> _PROBLEMS TO SOLVE_:
[1] Answer the following from the commentary on biopharmaceutical industry commercials, one answer per line:
(a) Between what must millions of people choose, according to the commentary?
(b) What statement does the commercial make toward its end?
(c) What appears at the very end of the commercial?
[2] Carry on the commentary on biopharmaceutical industry commercials, beginning after its final sentence.

> _SUPPLIED PASSAGE_:

There are millions of people in the US who cannot afford health insurance, nor the outrageously high costs of medicine produced by the pharmaceutical industry. Millions of people have to chose between buying prescription drugs and paying the rent or having enough food in the house.

Millions of Americans cannot afford health care costs, while the health insurance industry and pharmaceutical companies are making record profits. This is why the last round of commercials that are circulating on traditional media and digital media, from the biopharmaceutical industry, are nothing short of offensive.

One example of these commercials from the biopharmaceutical industry (shown above) presents us with a montage of people who represent researchers in the biopharmaceutical industry. The people depicted in the commercial are supposedly finding cures for cancer or helping people to restore their site.

Towards the end of the commercial it says, America is the leader in medical innovation. While this might be true, it completely ignores the fact that the companies that are engaged in “medical innovation” are massive Fortune 500 companies that are driven by larger and larger profits. These massive profits are made by the biopharmaceutical industry, while millions are dying from treatable disease or cannot afford the necessary medicines because of the high cost of pharmaceuticals.

Then at the very end of the commercial we seen a several dozen corporate pharmaceutical company names or logos, which are apparently those who make up the biopharmaceutical industry the commercial is referring to.

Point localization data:
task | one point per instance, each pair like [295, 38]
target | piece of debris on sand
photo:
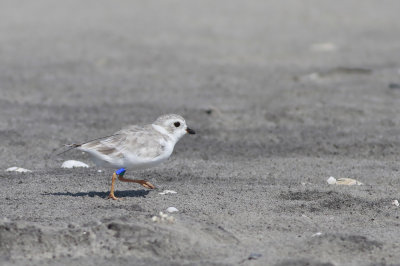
[73, 164]
[343, 181]
[18, 170]
[167, 192]
[163, 218]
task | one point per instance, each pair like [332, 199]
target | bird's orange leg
[112, 196]
[144, 183]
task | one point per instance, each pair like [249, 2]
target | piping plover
[136, 147]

> _RESPONSES FOR EACH TASK_:
[1]
(a) Between buying prescription drugs and paying the rent or having enough food in the house.
(b) That America is the leader in medical innovation.
(c) Several dozen corporate pharmaceutical company names or logos.

[2]
Several of the companies that appear at the end of the commercial made it on the Fortune 500 Global list.  Within the US, many of these pharmaceutical companies contribute massive amounts of money to influence the outcome of elections. According to OpenSecrets.org, the pharmaceutical industry contributed roughly $400 million to candidates since 1990. 

In addition, the pharmaceutical industry has spent on average some $240 million on lobbying each year to influence health-related policies that Congress is voting on, as you can see in the graphic above. 

Lastly, if we wanted to see which political party was most guilty of accepting money from the pharmaceutical industry, we can see that it is pretty much even. There is, and has been, a bipartisan consensus about maintaining a health care system that is highly profitable, while millions of families are suffering from poor health and lack of access to affordable treatment or medicine. 

We should not be fooled by these new commercials from the biopharmaceutical industry. Medical innovation means nothing if profits come before the welfare of the people.